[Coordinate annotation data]
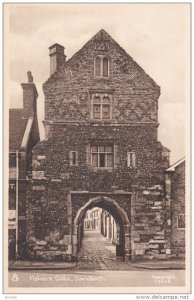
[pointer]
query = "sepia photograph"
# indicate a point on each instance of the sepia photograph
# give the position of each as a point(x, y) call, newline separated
point(97, 148)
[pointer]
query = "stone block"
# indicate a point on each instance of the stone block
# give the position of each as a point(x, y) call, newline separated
point(65, 176)
point(41, 243)
point(41, 157)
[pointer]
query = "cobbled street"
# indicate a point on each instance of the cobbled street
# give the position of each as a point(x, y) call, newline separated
point(98, 253)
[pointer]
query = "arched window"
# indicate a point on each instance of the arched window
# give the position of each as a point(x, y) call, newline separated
point(101, 66)
point(101, 106)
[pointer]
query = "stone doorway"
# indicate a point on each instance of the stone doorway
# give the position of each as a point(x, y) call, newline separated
point(123, 245)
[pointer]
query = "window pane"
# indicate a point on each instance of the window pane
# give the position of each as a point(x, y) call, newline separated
point(109, 160)
point(74, 158)
point(109, 149)
point(95, 160)
point(105, 67)
point(97, 66)
point(102, 159)
point(181, 221)
point(106, 112)
point(101, 148)
point(12, 160)
point(94, 148)
point(96, 111)
point(106, 100)
point(96, 100)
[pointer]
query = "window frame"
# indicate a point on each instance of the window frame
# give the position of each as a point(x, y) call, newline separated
point(101, 105)
point(131, 159)
point(106, 153)
point(102, 56)
point(180, 228)
point(71, 158)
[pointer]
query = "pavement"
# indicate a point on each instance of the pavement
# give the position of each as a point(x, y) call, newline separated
point(97, 253)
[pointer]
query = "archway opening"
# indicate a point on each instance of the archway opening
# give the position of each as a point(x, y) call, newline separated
point(115, 225)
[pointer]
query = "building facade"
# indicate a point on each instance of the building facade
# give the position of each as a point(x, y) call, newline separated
point(92, 220)
point(108, 227)
point(23, 135)
point(101, 150)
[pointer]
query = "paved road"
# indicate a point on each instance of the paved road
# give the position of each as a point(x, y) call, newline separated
point(97, 267)
point(98, 253)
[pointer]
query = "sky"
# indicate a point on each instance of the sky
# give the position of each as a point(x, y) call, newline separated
point(157, 36)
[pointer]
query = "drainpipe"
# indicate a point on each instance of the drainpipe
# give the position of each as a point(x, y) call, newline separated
point(17, 189)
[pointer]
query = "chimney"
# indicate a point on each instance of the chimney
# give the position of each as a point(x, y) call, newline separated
point(57, 57)
point(29, 97)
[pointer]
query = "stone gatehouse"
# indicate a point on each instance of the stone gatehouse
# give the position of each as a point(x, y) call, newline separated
point(101, 150)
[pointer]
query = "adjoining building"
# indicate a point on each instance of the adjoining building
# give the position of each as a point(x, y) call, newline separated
point(101, 150)
point(175, 192)
point(92, 220)
point(108, 227)
point(23, 135)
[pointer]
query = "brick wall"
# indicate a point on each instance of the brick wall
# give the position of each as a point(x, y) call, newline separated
point(178, 207)
point(67, 92)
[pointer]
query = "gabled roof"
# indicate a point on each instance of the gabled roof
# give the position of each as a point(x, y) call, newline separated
point(102, 35)
point(173, 167)
point(17, 126)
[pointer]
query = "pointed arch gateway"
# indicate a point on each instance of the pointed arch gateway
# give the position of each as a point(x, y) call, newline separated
point(123, 246)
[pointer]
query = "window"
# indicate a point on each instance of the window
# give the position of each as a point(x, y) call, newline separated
point(12, 160)
point(101, 66)
point(73, 158)
point(102, 156)
point(181, 221)
point(101, 107)
point(131, 159)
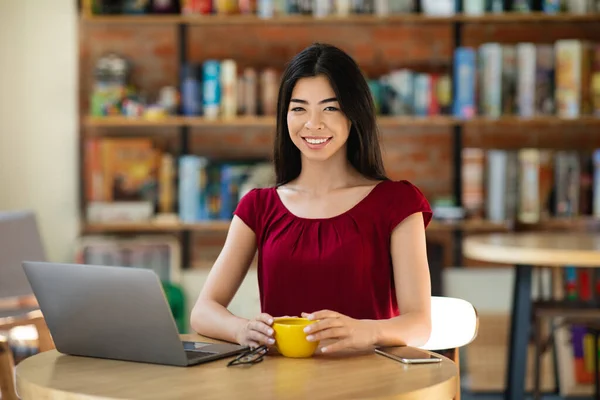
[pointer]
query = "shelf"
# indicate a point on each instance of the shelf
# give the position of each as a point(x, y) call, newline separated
point(511, 17)
point(260, 121)
point(140, 227)
point(516, 17)
point(475, 225)
point(548, 121)
point(254, 19)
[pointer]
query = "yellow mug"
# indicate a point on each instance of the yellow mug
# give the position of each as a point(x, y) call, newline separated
point(290, 338)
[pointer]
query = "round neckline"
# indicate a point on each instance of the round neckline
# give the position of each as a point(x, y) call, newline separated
point(354, 207)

Objective: Can you render every line of the data above as a JSON list of strings, one string per line, with blank lines left out and the pictures omitted?

Complete output:
[
  "[pointer]",
  "query = \"sepia photograph\"",
  "# indicate a point on each instance of the sepia photograph",
  "# give the position of each as a point(x, y) call, newline separated",
  "point(97, 148)",
  "[pointer]",
  "query = \"stone block\"",
  "# indicate a point on each instance of the stone block",
  "# give the position of each as a point(x, y) call, newline separated",
  "point(65, 176)",
  "point(41, 243)",
  "point(41, 157)",
  "[pointer]",
  "query = \"cobbled street\"",
  "# indicate a point on each instance of the cobbled street",
  "# give the position of each as a point(x, y) call, newline separated",
  "point(98, 253)",
  "[pointer]",
  "query = \"arched window\"",
  "# indicate a point on each instance of the arched window",
  "# give the position of each as a point(x, y) call, newline separated",
  "point(101, 66)",
  "point(101, 106)",
  "[pointer]",
  "query = \"stone doorway\"",
  "# indicate a point on each instance of the stone doorway",
  "# give the position of each as a point(x, y) call, newline separated",
  "point(123, 245)",
  "[pointer]",
  "query = \"window pane\"",
  "# indicate a point on each instance of the window pane",
  "# give the position of each as a point(x, y) call, newline separated",
  "point(109, 160)",
  "point(74, 158)",
  "point(109, 149)",
  "point(95, 160)",
  "point(105, 67)",
  "point(97, 66)",
  "point(102, 159)",
  "point(181, 221)",
  "point(106, 112)",
  "point(101, 148)",
  "point(12, 160)",
  "point(94, 148)",
  "point(96, 111)",
  "point(106, 100)",
  "point(96, 100)",
  "[pointer]",
  "query = \"window frame\"",
  "# indicate a point on each instance of the window frame",
  "# give the position of each as a point(x, y) call, newline separated",
  "point(101, 105)",
  "point(131, 159)",
  "point(106, 153)",
  "point(102, 56)",
  "point(180, 228)",
  "point(71, 158)",
  "[pointer]",
  "query = \"pavement\"",
  "# indicate a point on each instance of the pavement",
  "# give the position of each as a point(x, y) call, newline separated",
  "point(97, 253)",
  "[pointer]",
  "query = \"archway opening\"",
  "# indicate a point on each instance of the archway opening",
  "# give the position of each as a point(x, y) call, newline separated",
  "point(115, 225)",
  "[pointer]",
  "query = \"building facade\"",
  "# indicate a point on each instance of the building facade",
  "# give the position of each as a point(x, y) call, newline separated",
  "point(92, 220)",
  "point(108, 227)",
  "point(23, 135)",
  "point(101, 150)",
  "[pointer]",
  "query = \"paved road\"",
  "# indicate a point on each instance of the paved road",
  "# give the position of each as a point(x, y) call, newline separated",
  "point(97, 267)",
  "point(98, 253)",
  "[pointer]",
  "query = \"sky\"",
  "# indicate a point on each instance of the sky",
  "# give the position of each as a point(x, y) call, newline separated",
  "point(157, 36)",
  "[pointer]",
  "query = \"drainpipe\"",
  "# indicate a point on each instance of the drainpipe",
  "# give the position of each as a point(x, y) call, newline separated",
  "point(17, 189)",
  "[pointer]",
  "query = \"chimney\"",
  "# indicate a point on each instance of the chimney",
  "# give the position of each as a point(x, y) call, newline separated",
  "point(57, 57)",
  "point(29, 97)",
  "[pointer]",
  "query = \"stone gatehouse\"",
  "# indicate a point on each instance of the stone gatehouse",
  "# give the position of each as a point(x, y) call, newline separated",
  "point(101, 150)",
  "[pointer]",
  "query = \"adjoining building\"",
  "# indicate a point on each instance of the adjoining building",
  "# give the position of each as a point(x, y) call, newline separated",
  "point(101, 150)",
  "point(175, 192)",
  "point(92, 220)",
  "point(108, 227)",
  "point(23, 135)",
  "[pointer]",
  "query = \"brick wall\"",
  "# indicate a point on each instance of the brick wall",
  "# give the position of each as a point(x, y) call, newline separated",
  "point(178, 207)",
  "point(67, 92)",
  "[pointer]",
  "query = \"gabled roof\"",
  "# indicate a point on each instance of the gabled roof",
  "# give the position of each as a point(x, y) call, newline separated",
  "point(102, 35)",
  "point(173, 167)",
  "point(17, 126)",
  "[pointer]",
  "query = \"pointed arch gateway\"",
  "# indicate a point on each instance of the pointed arch gateway",
  "# give the position of each as a point(x, y) call, newline separated",
  "point(123, 246)",
  "[pointer]",
  "query = \"window\"",
  "# indicate a point on each instance of the window",
  "# give the position of each as a point(x, y) call, newline separated",
  "point(12, 160)",
  "point(101, 66)",
  "point(73, 158)",
  "point(102, 156)",
  "point(181, 221)",
  "point(101, 107)",
  "point(131, 159)",
  "[pointer]",
  "query = \"shelf\"",
  "# indicate a point on each instance of the shelf",
  "# give the position of each as a point(x, y) call, newline separated",
  "point(511, 17)",
  "point(260, 121)",
  "point(140, 227)",
  "point(516, 17)",
  "point(475, 225)",
  "point(548, 121)",
  "point(254, 19)",
  "[pointer]",
  "query = \"yellow mug\"",
  "# indicate a point on each instance of the yellow mug",
  "# give the position of each as a point(x, y) call, newline separated",
  "point(290, 338)",
  "[pointer]",
  "query = \"round neckline\"",
  "# indicate a point on each instance of the round neckline",
  "# give the position of each as a point(x, y) call, newline separated",
  "point(354, 207)"
]